#### Source text:
Pairing is also great for this (but you have to switch every day).
Obviously, if you're working in a feature factory, pairing and mobbing are pointless. If you care about code quality and de-siloing, they're incredibly valuable.
Obviously, it's not for everyone, but it works incredibly well where I work and I will never accept another job that doesn't encourage pairing by default.
For "normal" mobbing, 6 people is too many. If I had 6 devs coding (which I often do) that's very rarely going to be a single mob. It could split up 2/2/2, 3/3, 1/2/3 or whatever, but a single group of 6 is really inefficient.
I won't say it's for everyone. But for ADHD specifically, my personal experience is that pair programming is a godsend. I am able to use half my regular dose of ritalin while pairing.
I'd say I can get behind pair-programming to a point... it helps get new ideas, different view points and leads to rubber-duck-programming like effects.
I'm not sure I'm a fan of Mob programming... as others mention, over a phone/video conference, it seems inadequate. Turns more into an ad-hoc video lesson by the stronger personalities (for better or worse - I happen to be one of those in my small group at work).
Do you have problems with both? 2 vs 3+? or is it one or the other?
To do mobbing effectively you should be switching the driver very rapidly. It's a bit tough remotely, but it can be done. There are probably other ways to make it effective, but if only a few people are contributing, then the mob has failed and should either be recalibrated or stopped altogether.

#### Available data:

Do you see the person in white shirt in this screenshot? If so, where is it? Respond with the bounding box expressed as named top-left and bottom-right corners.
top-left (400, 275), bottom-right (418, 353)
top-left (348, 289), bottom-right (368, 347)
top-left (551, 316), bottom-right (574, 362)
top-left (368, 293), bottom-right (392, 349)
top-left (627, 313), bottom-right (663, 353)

#### Work instructions:
1. Duplicate the portion of the pair and mob programming discussion between "I'm not sure" and "or stopped altogether.", inclusive.
2. Answer these questions from the pair and mob programming discussion:
(a) How many people does it call too many for "normal" mobbing?
(b) What share of the regular ritalin dose does the commenter with ADHD use while pairing?
(c) How often does it say you have to switch when pairing?

#### Results in order:
1.
I'm not sure I'm a fan of Mob programming... as others mention, over a phone/video conference, it seems inadequate. Turns more into an ad-hoc video lesson by the stronger personalities (for better or worse - I happen to be one of those in my small group at work).
Do you have problems with both? 2 vs 3+? or is it one or the other?
To do mobbing effectively you should be switching the driver very rapidly. It's a bit tough remotely, but it can be done. There are probably other ways to make it effective, but if only a few people are contributing, then the mob has failed and should either be recalibrated or stopped altogether.

2.
(a) 6 people
(b) Half
(c) Every day